9. Non-Solicitation. During Employee’s employment hereunder and for a period of one (1) year thereafter, Employee shall not engage in any of the following: (a) hire, offer to hire (or participate in the hiring or offer to hire of) any officer or employee of any Western Company; or (b) directly solicit any current customer of the Corporation at any time during Employee’s term of employment with the Corporation; provided, however, the one (1) year period shall be reduced to six (6) months if Employee is terminated by the Corporation without Cause or Employee terminates his employment for Good Reason after a Change of Control, as defined in Section 15(a)(4). This provision, however, shall not be construed to require the Employee to violate any law forbidding anti-competitive practices or any law regarding anti-trust.
In addition, nothing contained herein shall prevent Employee from hiring any officer or employee of any Western Company as a result of a general solicitation in a publicly-available publication, including the internet. In the event Employee violates this non-solicitation provision, any Western Company shall, in addition to any other remedy provided by law, be permitted to pursue an action for injunctive relief, monetary damages, or both.

→ **GIVEN EXERCISE**:
In the non-solicitation clause, what does the one-year period shrink to if the Corporation ends the employment without Cause?

Saved entries

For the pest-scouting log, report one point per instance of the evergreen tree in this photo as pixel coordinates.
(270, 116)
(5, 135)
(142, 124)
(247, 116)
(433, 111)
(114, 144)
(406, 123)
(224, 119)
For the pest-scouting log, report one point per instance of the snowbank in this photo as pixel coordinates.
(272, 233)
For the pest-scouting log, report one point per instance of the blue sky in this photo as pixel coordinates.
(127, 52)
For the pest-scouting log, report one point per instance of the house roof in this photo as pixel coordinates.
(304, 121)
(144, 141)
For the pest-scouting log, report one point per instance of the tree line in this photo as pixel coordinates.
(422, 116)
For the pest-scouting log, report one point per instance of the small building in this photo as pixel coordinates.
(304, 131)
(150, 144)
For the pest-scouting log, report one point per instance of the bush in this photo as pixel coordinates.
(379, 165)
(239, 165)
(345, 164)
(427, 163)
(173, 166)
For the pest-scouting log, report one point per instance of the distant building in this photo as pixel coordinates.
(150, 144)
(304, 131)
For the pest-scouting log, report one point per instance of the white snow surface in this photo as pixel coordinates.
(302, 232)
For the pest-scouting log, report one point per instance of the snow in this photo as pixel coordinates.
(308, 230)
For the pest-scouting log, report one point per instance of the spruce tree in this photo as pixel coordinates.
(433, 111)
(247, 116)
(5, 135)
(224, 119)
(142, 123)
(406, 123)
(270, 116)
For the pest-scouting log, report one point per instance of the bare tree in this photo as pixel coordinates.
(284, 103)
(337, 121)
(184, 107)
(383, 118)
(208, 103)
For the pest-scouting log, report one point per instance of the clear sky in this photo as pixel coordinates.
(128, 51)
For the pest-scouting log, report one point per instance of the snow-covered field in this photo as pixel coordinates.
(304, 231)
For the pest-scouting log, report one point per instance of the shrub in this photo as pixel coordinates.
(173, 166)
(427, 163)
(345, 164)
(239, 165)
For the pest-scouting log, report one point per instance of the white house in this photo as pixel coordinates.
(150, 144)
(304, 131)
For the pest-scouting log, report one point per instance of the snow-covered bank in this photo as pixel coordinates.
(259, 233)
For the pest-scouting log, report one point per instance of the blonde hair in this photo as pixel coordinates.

→ **COMPLETE OUTPUT**:
Six months.